(Beginning of SOURCE PASSAGE)

Even after the death of Heydrich, the Nazis obediently continued their reprisals against the Czech people, of which the most infamous was the destruction of the village of Lidice. All men and older boys were given shovels and told to dig what would be their graves. The women and children were whisked off to concentration camps where most of them died. The buildings of the town of Lidice were burned or otherwise destroyed, so as to leave no trace of the community.
The Czech underground resistance movement hid Jan Kubis and Josef Gabcik at Saints Cyril and Methodios Church. The Nazis discovered the resistance hideout in the crypt below the church and began storming the building. The resistance fighters killed and injured many Nazis before realizing that their ammunition was in short supply. Rather than face torture and interrogation at the hands of the Nazis, the resistance fighters took their own lives in a final act of defiance.
The story was told to us many times. The most notable was a television docudrama from a series called, if I remember correctly, This Is True. The battle scene at the church is still vivid in my memory. I do remember a clergyman suffering Nazi persecution as a result, but the fact that the Church was Eastern Orthodox either slipped my memory or had been covered up completely.

(End of SOURCE PASSAGE)
(Beginning of TASK INPUTS)

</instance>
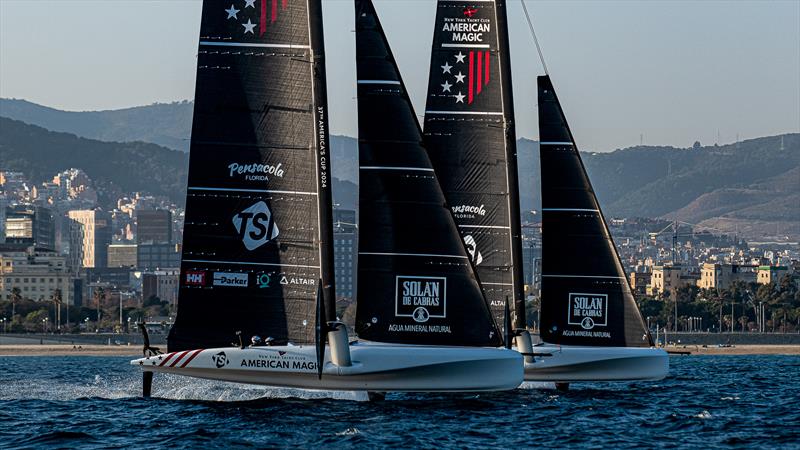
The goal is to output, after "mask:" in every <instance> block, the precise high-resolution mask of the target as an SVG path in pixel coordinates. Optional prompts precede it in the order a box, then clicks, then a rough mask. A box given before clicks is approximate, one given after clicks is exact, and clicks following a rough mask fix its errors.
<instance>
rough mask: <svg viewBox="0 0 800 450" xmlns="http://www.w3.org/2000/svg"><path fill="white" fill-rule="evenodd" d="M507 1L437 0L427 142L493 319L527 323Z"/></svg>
mask: <svg viewBox="0 0 800 450" xmlns="http://www.w3.org/2000/svg"><path fill="white" fill-rule="evenodd" d="M515 139H516V137H515V132H514V105H513V100H512V96H511V67H510V61H509V56H508V31H507V26H506V11H505V2H504V1H502V0H500V1H497V2H495V1H492V0H485V1H480V2H467V1H464V2H462V1H453V0H440V1H438V2H437V12H436V22H435V31H434V36H433V52H432V55H431V68H430V77H429V81H428V98H427V106H426V111H425V146H426V148H427V149H428V153H429V154H430V158H431V161H432V163H433V167H434V168H435V169H436V174H437V176H438V177H439V181H440V183H441V185H442V190H443V191H444V194H445V197H446V198H447V201H448V203H449V204H450V206H451V208H452V210H453V213H454V215H455V218H456V223H457V224H458V227H459V231H460V232H461V236H462V238H463V240H464V243H465V244H466V246H467V248H468V249H469V253H470V255H471V258H472V263H473V264H474V265H475V267H476V269H477V272H478V276H479V278H480V281H481V285H482V286H483V290H484V292H485V294H486V297H487V299H488V300H489V303H490V305H491V307H492V312H493V313H494V316H495V319H496V320H497V321H498V323H499V322H501V321H502V320H503V315H504V311H505V302H506V300H507V299H508V300H509V301H511V302H513V305H514V311H515V315H514V317H515V319H514V327H515V328H518V329H524V328H525V299H524V294H523V276H522V241H521V231H520V228H521V227H520V213H519V187H518V180H517V150H516V140H515Z"/></svg>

(End of TASK INPUTS)

▸ ASSIGNMENT 1
Reproduce the entries from their start through the line containing "rough mask: <svg", including both of those lines, and leave out the pictures.
▸ ASSIGNMENT 2
Continue the passage about the Nazi reprisals in Czechoslovakia after Heydrich's death.
The passage and the entries have no connection to each other.

▸ EXPECTED ANSWER 1
</instance>
The goal is to output, after "mask:" in every <instance> block, the precise high-resolution mask of the target as an SVG path in pixel coordinates. Optional prompts precede it in the order a box, then clicks, then a rough mask. A box given before clicks is approximate, one given after clicks is exact, and clicks following a rough mask fix its errors.
<instance>
rough mask: <svg viewBox="0 0 800 450" xmlns="http://www.w3.org/2000/svg"><path fill="white" fill-rule="evenodd" d="M507 1L437 0L427 142L493 319L527 323Z"/></svg>

▸ EXPECTED ANSWER 2
The Orthodox Perspective
Jan Hus Opposed the Roman Church
The Czech Republic and Slovakia are not generally thought of as bastions of Orthodox Christianity. But for a quirk of history, it might well have been otherwise. About 100 years before the time of Martin Luther, Jan Hus was burnt at the stake for heresy. Hus died in the same way, and on the same day, as Joan of Arc. Like Luther, Hus saw the need to reform the Roman Church. Unlike Luther, he had planned to combine his movement with the Orthodox Church in Constantinople. Tragically, Constantinople fell to the Turks before those plans could come to fruition.
On September 6, 1987, The Orthodox Church of the Czech Lands and Slovakia canonized Bishop Gorazd for his martyrdom as a result of his heroism in the aftermath to the Heydrich assassination.
Nazi hatred of Orthodox Christians was extreme, and it went hand in hand with their contempt toward Slavic peoples. While the Final Solution to the Jewish problem was well publicized, the Serbs, who are Orthodox Christians, were also high on the list of peoples that Hitler and company wished to exterminate. Hitler’s hatred of the Czechs was well known; he once called Czechoslovakia “a dagger in the heart of Germany.” His demand for what he called the Sudetenland-which included much of Bohemia, the largest province in Czechoslovakia-led to one of the savage Nazi land-grabs of the years before World War II. Therefore, the combination of being both Czech and Orthodox Christian would have put such an individual into two of the categories of Nazi hatred.
Hitler’s reaction to the Heydrich assassination was predictable. He always took revenge for any sign of defiance with vastly disproportionate rage and cruelty. It also appears that Hitler used the Heydrich assassination as a pretext for hunting down and killing Orthodox Christians in Czechoslovakia.
Bishop Gorazd wrote a letter to Nazis offering to surrender himself to their captivity in return for stopping their slaughter of his fellow Orthodox Christian countrymen. True to Nazi infamy, they not only arrested, tortured, and killed Bishop Gorazd, but also captured and killed over 250 other Orthodox Christians, including some priests. The Orthodox Church could no longer function until after the war, but thanks to Bishop Gorazd, many Orthodox believers survived. The Czech Orthodox Church thrives once again in the present-day Czech Republic.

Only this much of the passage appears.